**Exercise details**
Write out every row below exactly as it appears, line for line, and leave the pictures out of your answer.

(Labeled shape records)
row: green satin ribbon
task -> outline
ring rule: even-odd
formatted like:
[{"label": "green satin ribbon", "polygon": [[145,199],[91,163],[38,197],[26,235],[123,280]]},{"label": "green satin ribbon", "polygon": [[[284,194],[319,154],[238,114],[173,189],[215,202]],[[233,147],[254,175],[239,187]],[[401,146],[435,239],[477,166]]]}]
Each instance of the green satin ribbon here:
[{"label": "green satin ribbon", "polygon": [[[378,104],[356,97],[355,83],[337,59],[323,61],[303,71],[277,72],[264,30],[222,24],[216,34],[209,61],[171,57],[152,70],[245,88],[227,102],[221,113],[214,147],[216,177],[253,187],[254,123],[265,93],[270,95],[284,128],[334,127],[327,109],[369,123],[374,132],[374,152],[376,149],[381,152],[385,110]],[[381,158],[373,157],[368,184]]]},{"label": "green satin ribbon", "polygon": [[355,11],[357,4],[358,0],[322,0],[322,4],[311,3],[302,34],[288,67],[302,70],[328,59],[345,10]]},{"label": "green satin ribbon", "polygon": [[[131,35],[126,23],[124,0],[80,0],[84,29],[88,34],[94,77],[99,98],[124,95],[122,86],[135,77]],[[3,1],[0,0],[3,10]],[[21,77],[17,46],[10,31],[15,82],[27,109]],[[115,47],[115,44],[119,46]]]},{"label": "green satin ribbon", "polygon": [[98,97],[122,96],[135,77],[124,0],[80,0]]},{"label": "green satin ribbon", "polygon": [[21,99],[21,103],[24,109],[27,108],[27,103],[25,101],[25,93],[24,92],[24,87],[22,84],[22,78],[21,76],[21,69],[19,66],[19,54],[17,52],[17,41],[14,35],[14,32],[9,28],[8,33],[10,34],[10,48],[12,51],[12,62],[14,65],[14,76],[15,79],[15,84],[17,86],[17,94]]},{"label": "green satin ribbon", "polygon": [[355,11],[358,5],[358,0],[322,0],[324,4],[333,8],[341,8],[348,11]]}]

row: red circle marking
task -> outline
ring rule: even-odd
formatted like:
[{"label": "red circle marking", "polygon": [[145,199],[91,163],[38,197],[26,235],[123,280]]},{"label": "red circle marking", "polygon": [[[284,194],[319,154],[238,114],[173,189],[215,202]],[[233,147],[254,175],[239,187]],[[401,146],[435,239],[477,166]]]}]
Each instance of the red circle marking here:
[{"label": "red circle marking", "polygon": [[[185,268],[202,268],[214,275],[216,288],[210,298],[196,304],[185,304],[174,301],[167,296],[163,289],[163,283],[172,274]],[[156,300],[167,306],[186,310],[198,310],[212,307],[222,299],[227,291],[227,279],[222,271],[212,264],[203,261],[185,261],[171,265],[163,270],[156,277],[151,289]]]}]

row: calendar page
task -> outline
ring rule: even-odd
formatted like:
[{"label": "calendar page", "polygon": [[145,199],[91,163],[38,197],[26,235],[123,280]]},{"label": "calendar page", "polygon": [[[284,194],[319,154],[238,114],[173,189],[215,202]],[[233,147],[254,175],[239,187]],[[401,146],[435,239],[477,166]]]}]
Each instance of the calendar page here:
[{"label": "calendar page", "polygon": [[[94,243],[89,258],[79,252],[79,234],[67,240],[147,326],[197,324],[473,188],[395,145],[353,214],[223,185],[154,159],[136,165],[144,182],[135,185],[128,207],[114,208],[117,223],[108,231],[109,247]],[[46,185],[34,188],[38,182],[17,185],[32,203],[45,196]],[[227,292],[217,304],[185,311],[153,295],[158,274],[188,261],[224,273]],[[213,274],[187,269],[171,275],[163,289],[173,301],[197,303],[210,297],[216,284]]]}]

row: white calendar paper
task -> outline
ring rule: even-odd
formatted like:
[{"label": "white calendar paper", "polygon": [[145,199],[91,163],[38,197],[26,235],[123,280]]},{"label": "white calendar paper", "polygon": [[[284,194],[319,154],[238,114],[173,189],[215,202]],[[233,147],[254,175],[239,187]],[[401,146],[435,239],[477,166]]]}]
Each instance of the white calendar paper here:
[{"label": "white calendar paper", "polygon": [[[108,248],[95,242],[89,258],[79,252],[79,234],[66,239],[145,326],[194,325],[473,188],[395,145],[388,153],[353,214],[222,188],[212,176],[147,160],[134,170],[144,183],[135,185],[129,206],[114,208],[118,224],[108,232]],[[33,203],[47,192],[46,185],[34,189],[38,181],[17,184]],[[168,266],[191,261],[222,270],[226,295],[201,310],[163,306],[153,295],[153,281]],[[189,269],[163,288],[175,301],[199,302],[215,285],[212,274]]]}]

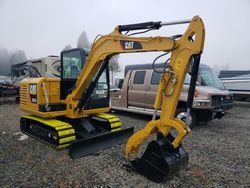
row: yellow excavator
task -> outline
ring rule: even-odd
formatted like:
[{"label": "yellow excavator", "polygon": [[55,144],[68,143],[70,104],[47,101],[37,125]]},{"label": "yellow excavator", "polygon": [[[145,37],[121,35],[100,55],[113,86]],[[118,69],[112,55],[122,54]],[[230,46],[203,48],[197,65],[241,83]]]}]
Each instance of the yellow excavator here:
[{"label": "yellow excavator", "polygon": [[[176,24],[189,25],[182,35],[134,37]],[[189,118],[204,39],[203,22],[195,16],[191,20],[176,22],[120,25],[108,35],[97,36],[90,51],[63,51],[60,78],[26,78],[21,81],[20,108],[29,114],[21,117],[21,130],[57,149],[69,147],[72,158],[127,142],[126,159],[134,169],[152,181],[163,182],[188,163],[188,154],[181,142],[191,130],[174,114],[185,75],[191,70],[186,120]],[[120,119],[108,113],[109,60],[119,53],[153,51],[161,51],[170,58],[167,58],[164,69],[156,70],[162,76],[153,118],[133,134],[133,127],[122,129]],[[154,68],[154,63],[152,66]],[[159,109],[161,114],[157,119]],[[141,154],[140,145],[152,134],[157,134],[157,139],[151,141]]]}]

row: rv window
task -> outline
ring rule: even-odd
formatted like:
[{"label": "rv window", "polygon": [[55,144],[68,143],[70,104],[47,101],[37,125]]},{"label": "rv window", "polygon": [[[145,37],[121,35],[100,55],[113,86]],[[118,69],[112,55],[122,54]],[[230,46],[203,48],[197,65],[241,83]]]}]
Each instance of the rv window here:
[{"label": "rv window", "polygon": [[144,84],[146,71],[136,71],[133,84]]},{"label": "rv window", "polygon": [[158,72],[153,72],[153,75],[151,77],[151,84],[152,85],[159,85],[159,82],[160,82],[160,79],[161,79],[161,73],[158,73]]}]

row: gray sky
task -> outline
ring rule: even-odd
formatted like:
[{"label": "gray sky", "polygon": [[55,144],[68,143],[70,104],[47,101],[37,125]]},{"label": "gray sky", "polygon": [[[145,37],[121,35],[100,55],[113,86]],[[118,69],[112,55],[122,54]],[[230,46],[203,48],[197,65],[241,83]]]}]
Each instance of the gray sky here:
[{"label": "gray sky", "polygon": [[[24,50],[28,58],[59,55],[75,47],[83,30],[92,41],[116,25],[202,17],[206,27],[202,63],[250,69],[250,0],[0,0],[0,46]],[[167,27],[158,35],[179,34]],[[152,54],[122,56],[126,63],[150,63]],[[122,66],[123,67],[123,66]]]}]

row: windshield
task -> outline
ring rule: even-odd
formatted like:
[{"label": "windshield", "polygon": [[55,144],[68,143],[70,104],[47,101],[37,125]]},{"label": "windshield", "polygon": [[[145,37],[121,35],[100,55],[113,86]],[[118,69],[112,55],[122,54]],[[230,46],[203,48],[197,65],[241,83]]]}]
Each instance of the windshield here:
[{"label": "windshield", "polygon": [[202,85],[214,87],[217,89],[225,89],[222,82],[211,68],[200,67],[200,76]]}]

**Task output**
row: green satin ribbon
task -> outline
ring rule: even-odd
formatted like:
[{"label": "green satin ribbon", "polygon": [[145,199],[91,163],[38,197],[26,235],[123,280]]},{"label": "green satin ribbon", "polygon": [[[284,194],[319,154],[238,114],[173,189],[215,202]],[[233,147],[254,175],[239,187]],[[401,146],[435,239],[477,166]]]}]
Each instance of the green satin ribbon here:
[{"label": "green satin ribbon", "polygon": [[[378,104],[356,97],[355,83],[337,59],[323,61],[303,71],[277,72],[264,30],[222,24],[216,34],[209,61],[171,57],[152,70],[245,88],[227,102],[221,113],[214,147],[216,177],[253,187],[254,123],[265,93],[270,95],[284,128],[334,127],[327,109],[369,123],[374,132],[374,152],[376,149],[381,152],[385,110]],[[381,158],[373,157],[368,184]]]},{"label": "green satin ribbon", "polygon": [[355,11],[357,4],[358,0],[322,0],[322,4],[311,3],[302,34],[288,67],[302,70],[328,59],[345,10]]},{"label": "green satin ribbon", "polygon": [[[131,35],[126,23],[124,0],[80,0],[84,29],[88,34],[94,77],[99,98],[124,95],[122,86],[135,77]],[[3,1],[0,0],[3,10]],[[21,77],[17,46],[10,31],[15,82],[27,109]],[[115,47],[115,44],[119,46]]]},{"label": "green satin ribbon", "polygon": [[98,97],[122,96],[135,77],[124,0],[80,0]]},{"label": "green satin ribbon", "polygon": [[21,99],[21,103],[24,109],[27,108],[27,103],[25,101],[25,93],[24,92],[24,87],[22,84],[22,78],[21,76],[21,69],[19,66],[19,54],[17,52],[17,41],[14,35],[14,32],[9,28],[8,33],[10,34],[10,48],[12,51],[12,62],[14,65],[14,76],[15,79],[15,84],[17,86],[17,94]]},{"label": "green satin ribbon", "polygon": [[355,11],[358,5],[358,0],[322,0],[324,4],[333,8],[341,8],[348,11]]}]

row: red circle marking
task -> outline
ring rule: even-odd
formatted like:
[{"label": "red circle marking", "polygon": [[145,199],[91,163],[38,197],[26,235],[123,280]]},{"label": "red circle marking", "polygon": [[[284,194],[319,154],[238,114],[173,189],[215,202]],[[233,147],[254,175],[239,187]],[[401,146],[435,239],[477,166]]]}]
Each instance of the red circle marking here:
[{"label": "red circle marking", "polygon": [[[185,268],[202,268],[214,275],[216,288],[210,298],[196,304],[185,304],[174,301],[167,296],[163,289],[163,283],[172,274]],[[156,300],[167,306],[186,310],[198,310],[212,307],[222,299],[227,291],[227,279],[222,271],[212,264],[203,261],[185,261],[171,265],[163,270],[156,277],[151,289]]]}]

row: calendar page
task -> outline
ring rule: even-odd
formatted like:
[{"label": "calendar page", "polygon": [[145,199],[91,163],[38,197],[26,235],[123,280]]},{"label": "calendar page", "polygon": [[[284,194],[319,154],[238,114],[173,189],[215,202]],[[233,147],[254,175],[239,187]],[[401,146],[435,239],[477,166]]]}]
Each instance of the calendar page here:
[{"label": "calendar page", "polygon": [[[94,243],[89,258],[79,252],[79,234],[67,240],[147,326],[197,324],[473,188],[395,145],[353,214],[223,185],[154,159],[136,165],[144,182],[135,185],[128,207],[114,208],[117,223],[108,231],[109,247]],[[46,185],[34,188],[38,182],[17,185],[32,203],[45,196]],[[227,292],[217,304],[185,311],[153,295],[158,274],[188,261],[224,273]],[[213,274],[187,269],[171,275],[163,289],[173,301],[197,303],[210,297],[216,284]]]}]

row: white calendar paper
task -> outline
ring rule: even-odd
formatted like:
[{"label": "white calendar paper", "polygon": [[145,199],[91,163],[38,197],[26,235],[123,280]]},{"label": "white calendar paper", "polygon": [[[284,194],[319,154],[238,114],[173,189],[215,202]],[[233,147],[254,175],[239,187]],[[401,146],[435,239],[477,166]]]}]
Each instance of the white calendar paper here:
[{"label": "white calendar paper", "polygon": [[[108,248],[95,242],[89,258],[79,252],[79,234],[66,239],[145,326],[194,325],[473,188],[395,145],[388,153],[353,214],[222,188],[212,176],[147,160],[134,170],[144,183],[135,185],[129,206],[114,208],[118,224],[108,232]],[[33,203],[47,192],[46,185],[34,189],[38,181],[17,184]],[[168,266],[191,261],[222,270],[226,295],[201,310],[163,306],[153,295],[153,281]],[[189,269],[163,288],[175,301],[199,302],[215,285],[212,274]]]}]

row: yellow excavator
task -> outline
ring rule: even-odd
formatted like:
[{"label": "yellow excavator", "polygon": [[55,144],[68,143],[70,104],[47,101],[37,125]]},{"label": "yellow excavator", "polygon": [[[145,37],[121,35],[100,55],[113,86]],[[118,69],[112,55],[122,54]],[[230,46],[203,48],[197,65],[241,83]]]}]
Each instance of the yellow excavator here:
[{"label": "yellow excavator", "polygon": [[[176,24],[189,25],[182,35],[134,37]],[[189,118],[204,39],[203,22],[195,16],[191,20],[176,22],[120,25],[108,35],[97,36],[90,51],[63,51],[60,78],[26,78],[21,81],[20,108],[29,114],[21,117],[21,130],[57,149],[69,147],[72,158],[127,142],[126,159],[134,169],[152,181],[163,182],[188,163],[188,154],[181,142],[191,130],[174,114],[185,75],[191,70],[186,120]],[[120,119],[108,113],[109,60],[119,53],[153,51],[161,51],[170,58],[167,58],[164,69],[156,70],[162,76],[153,118],[133,134],[133,127],[122,129]],[[154,68],[154,63],[152,66]],[[159,109],[161,114],[157,119]],[[141,154],[140,145],[152,134],[157,134],[157,139],[151,141]]]}]

row: rv window
task -> outline
ring rule: even-odd
formatted like:
[{"label": "rv window", "polygon": [[55,144],[68,143],[70,104],[47,101],[37,125]]},{"label": "rv window", "polygon": [[[145,37],[121,35],[100,55],[113,86]],[[118,69],[112,55],[122,54]],[[230,46],[203,48],[197,65],[241,83]]]}]
Each instance of the rv window here:
[{"label": "rv window", "polygon": [[144,84],[146,71],[136,71],[133,84]]},{"label": "rv window", "polygon": [[158,72],[153,72],[153,75],[151,77],[151,84],[152,85],[159,85],[159,82],[160,82],[160,79],[161,79],[161,73],[158,73]]}]

row: gray sky
task -> outline
ring rule: even-odd
formatted like:
[{"label": "gray sky", "polygon": [[55,144],[68,143],[70,104],[47,101],[37,125]]},{"label": "gray sky", "polygon": [[[145,37],[121,35],[100,55],[113,86]],[[118,69],[112,55],[122,54]],[[230,46],[203,48],[197,65],[241,83]]]}]
Each instance of the gray sky here:
[{"label": "gray sky", "polygon": [[[24,50],[28,58],[59,55],[75,47],[83,30],[92,41],[116,25],[202,17],[206,27],[202,63],[250,69],[250,0],[0,0],[0,46]],[[167,27],[158,35],[179,34]],[[152,54],[122,56],[126,63],[150,63]],[[122,66],[123,67],[123,66]]]}]

row: windshield
task -> outline
ring rule: even-odd
formatted like:
[{"label": "windshield", "polygon": [[55,144],[68,143],[70,104],[47,101],[37,125]]},{"label": "windshield", "polygon": [[[145,37],[121,35],[100,55],[113,86]],[[118,69],[112,55],[122,54]],[[230,46],[203,48],[197,65],[241,83]]]}]
Each instance of the windshield here:
[{"label": "windshield", "polygon": [[202,85],[214,87],[217,89],[225,89],[222,82],[211,68],[200,67],[200,76]]}]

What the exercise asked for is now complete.